The study concluded that there should be regular checks of reprocessing practices, routine cleaning verification tests and visual inspections according to the accepted guidelines.
“We can’t expect the sterilization to work if we're not absolutely certain the cleaning is working.”
When this doesn’t happen, there is an increased risk of potentially serious infection passed from one patient to another. While an endoscopic infection lawsuit may translate into just another legal headache for a manufacturer or a health care facility, for the patient the results can be tragic. Settling a medical malpractice lawsuit with the issuance of a check to a plaintiff will make the problem go away for the defendant, but for the plaintiff an infection could yield significant health consequences that could encumber a patient for the rest of their lives. No amount of money will make that go away, beyond lessening the financial burden.
The University of Pittsburgh Medical Center (UPMC) undertakes hundreds of procedures using various endoscopes and duodenoscopes each day, according to the Post-Gazette. “These scopes are a godsend to these patients…the benefit far outweighs the risks,” Dr. Raymond Pontzer, director of infection prevention at UPMC, said in published comments. The FDA says there are easily a half-million endoscopic retrograde cholangiopancreatography, or ERCP procedures in the US every year.

_SUPPLIED INFORMATION_:
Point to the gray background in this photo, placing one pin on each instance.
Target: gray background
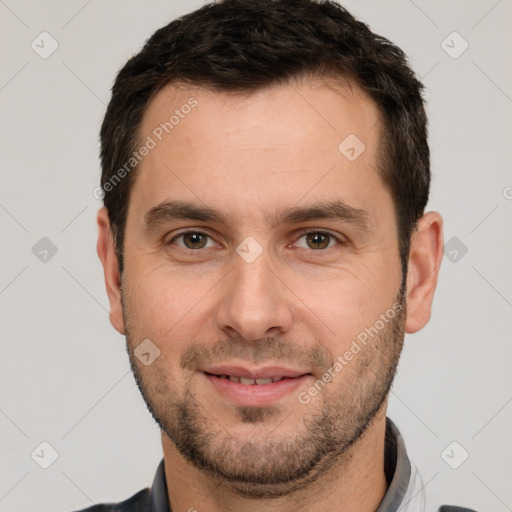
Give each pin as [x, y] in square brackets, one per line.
[64, 373]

_WHAT TO WORK ON_:
1. Transcribe the passage on endoscope cleaning from "When this doesn’t" up to and including "the financial burden.".
2. Please list each measure that the study in the passage on endoscope cleaning concluded there should be.
3. Take the passage on endoscope cleaning further, starting after its final sentence.
The listing has nothing to do with the passage on endoscope cleaning.

_PER-TASK ANSWERS_:
1.
When this doesn’t happen, there is an increased risk of potentially serious infection passed from one patient to another. While an endoscopic infection lawsuit may translate into just another legal headache for a manufacturer or a health care facility, for the patient the results can be tragic. Settling a medical malpractice lawsuit with the issuance of a check to a plaintiff will make the problem go away for the defendant, but for the plaintiff an infection could yield significant health consequences that could encumber a patient for the rest of their lives. No amount of money will make that go away, beyond lessening the financial burden.

2.
- Regular checks of reprocessing practices
- Routine cleaning verification tests
- Visual inspections according to the accepted guidelines

3.
However – as any plaintiff bringing an endoscope negligence lawsuit can attest – cleaning and disinfecting the intricate device is not only job one, but a massive challenge.
According to the Post-Gazette, hospitals began to see infections potentially linked to transference between endoscopes and duodenoscopes about ten years ago. However, it was an outbreak of serious infections resistant to antibiotics in 2012 – the so-called superbugs – that prompted UPMC to undertake a thorough analysis and investigation of the cleaning and disinfection protocols for its scopes. Simply cleaning the scopes according to recommended procedures wasn’t enough, so UPMC implemented a sterilization process that three years later formed the basis of current recommendations brought in by the FDA in 2015.
Pontzer says that since the switch, UPMC has had no issues since. And Ofstead said her research supports recent cleaning guidelines issued by national nursing organizations representing the healthcare professionals who are on the front lines, feet on the floor and Ground Zero, dealing with these devices.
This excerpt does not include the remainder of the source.